*ACTIVITY:* Print every entry, word for word, and skip the images.

###

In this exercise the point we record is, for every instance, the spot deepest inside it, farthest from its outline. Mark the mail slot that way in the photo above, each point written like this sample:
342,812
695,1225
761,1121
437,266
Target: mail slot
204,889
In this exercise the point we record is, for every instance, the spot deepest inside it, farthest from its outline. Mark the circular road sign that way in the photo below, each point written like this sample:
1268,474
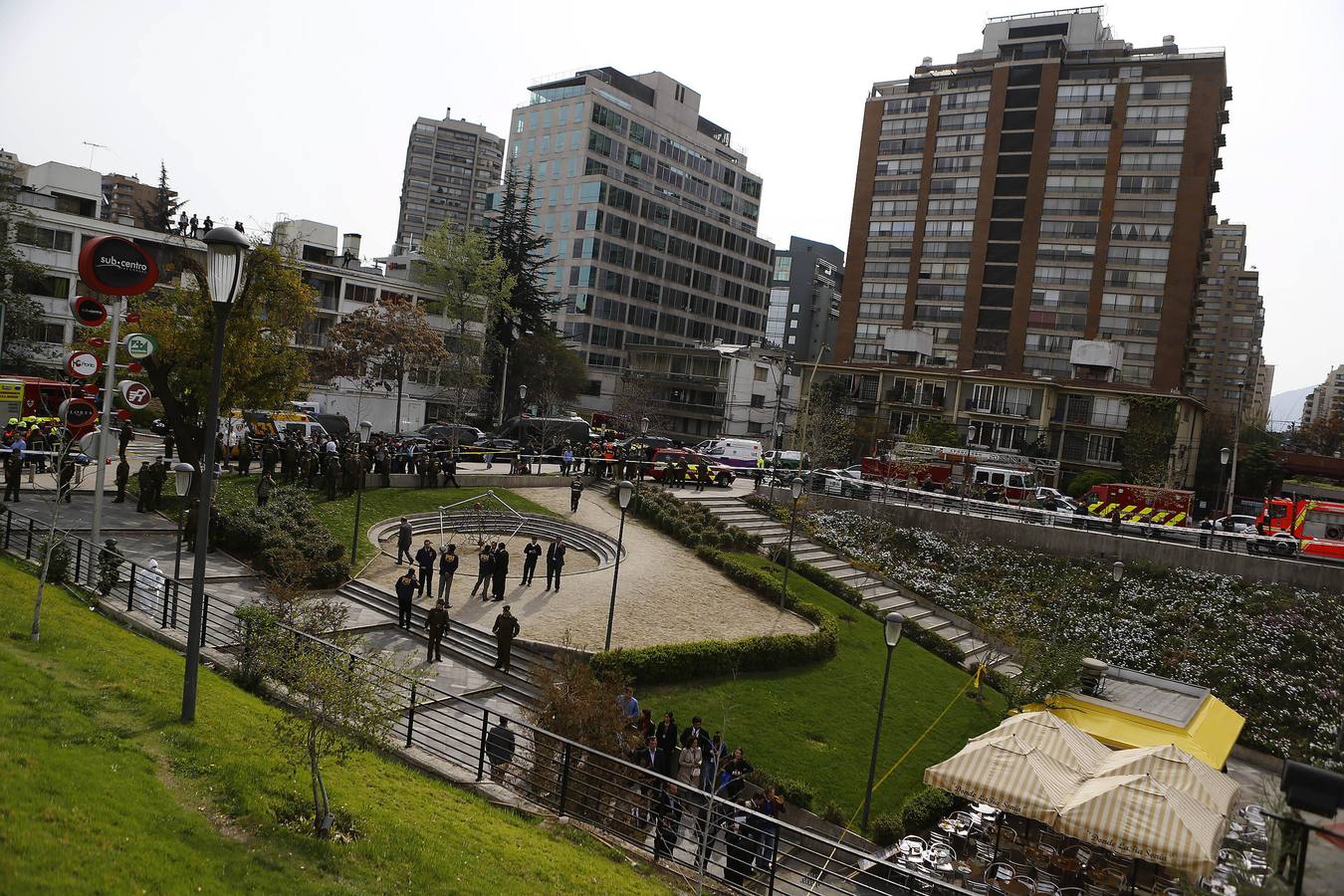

###

*TASK RESULT:*
In this exercise the point we record is, for every instance, the spot deepest inside it, farthest from its outline. Mark the mail slot that way in the photo above, each point written like this sample:
342,812
695,1225
761,1121
437,266
Target: mail slot
204,889
In this exercise the point we record is, for every instance, the spot deepest inside it, farthest from its outline. Mark the circular road sign that way in the photo below, each point written like this sample:
1268,474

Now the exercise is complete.